— Quoted passage —
· · · ·
Two recent studies found that the concussions and mild traumatic brain injury (TBI) that our troops have suffered in Iraq and Afghanistan are tied to post-traumatic stress disorder (PTSD) and suicide, USA Today reported this week.
Excuse me, I don’t mean to be sarcastic, but did we really need two studies to tell us this? Could anything be more obvious? Maybe it’s obvious to me because my specialty as a lawyer is TBI.
The two studies published in The Journal of Head Trauma Rehabilitation make one point that does need to be hammered home, namely that it can be very difficult to diagnose damage to the brain. You may not have had a leg blown off by a roadside bomb, but your brain may have been injured, injuries that can’t be spotted with the eye, invisible wounds from the explosion’s pressure waves.
USA Today quoted a Pentagon brain specialist who said that the studies show that TBI sustained in combat makes soldiers more susceptible to PTSD and suicide. Military suicides have been skyrocketing, up 13 percent to 349 last year, the newspaper reported.
It’s almost become a cliché, but mild brain damage is been named “the signature wound” of the wars Iraq and Afghanistan wars because improvised explosive devices, or IEDs, have been the weapon du jour of those battlefronts.
· · · ·
— Given data —
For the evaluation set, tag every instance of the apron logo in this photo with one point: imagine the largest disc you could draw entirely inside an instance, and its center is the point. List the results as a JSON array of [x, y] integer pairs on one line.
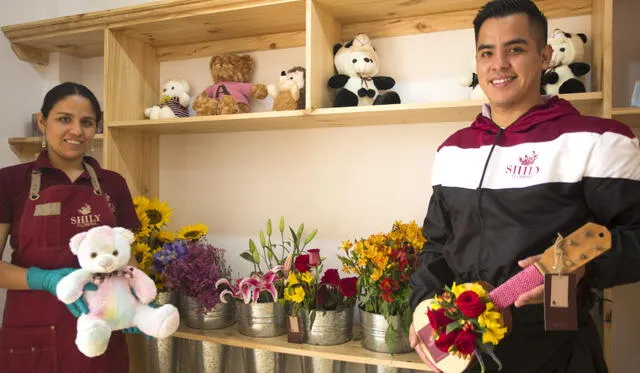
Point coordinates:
· · · ·
— Activities —
**A.** According to the brain injury post, how many military suicides were there last year?
**B.** Echo everything in the brain injury post from "The two studies" down to "explosion’s pressure waves.".
**C.** Carry on the brain injury post, starting after its last sentence.
None of the data is needed here.

— Expected responses —
**A.** There were 349 military suicides, up 13 percent.

**B.**
The two studies published in The Journal of Head Trauma Rehabilitation make one point that does need to be hammered home, namely that it can be very difficult to diagnose damage to the brain. You may not have had a leg blown off by a roadside bomb, but your brain may have been injured, injuries that can’t be spotted with the eye, invisible wounds from the explosion’s pressure waves.

**C.**
The key to treating TBI is to diagnose it and take any troops who have it out of combat so they can recover, USA Today said. The typical symptoms are headaches, loss of consciousness and dizziness.
However, research — paid for by the Department of Veterans Affairs at the University of Rochester School Medicine – that employed a new, sensitive MRI scan discovered brain lesions in service members who were exposed to a blast, but didn’t have any usual TBI symptoms.
“The damage was linked with cases of severe PTSD, underscoring a theory that these lesions can render a person more susceptible to developing that mental illness,” USA Today wrote.
Another study, this one by the National Center for Veterans Studies, had a surprising finding. Soldiers who had less serious cases of mild TBI had a higher risk of suicidal thoughts than those whose symptoms, including of consciousness, were worse, according to USA Today.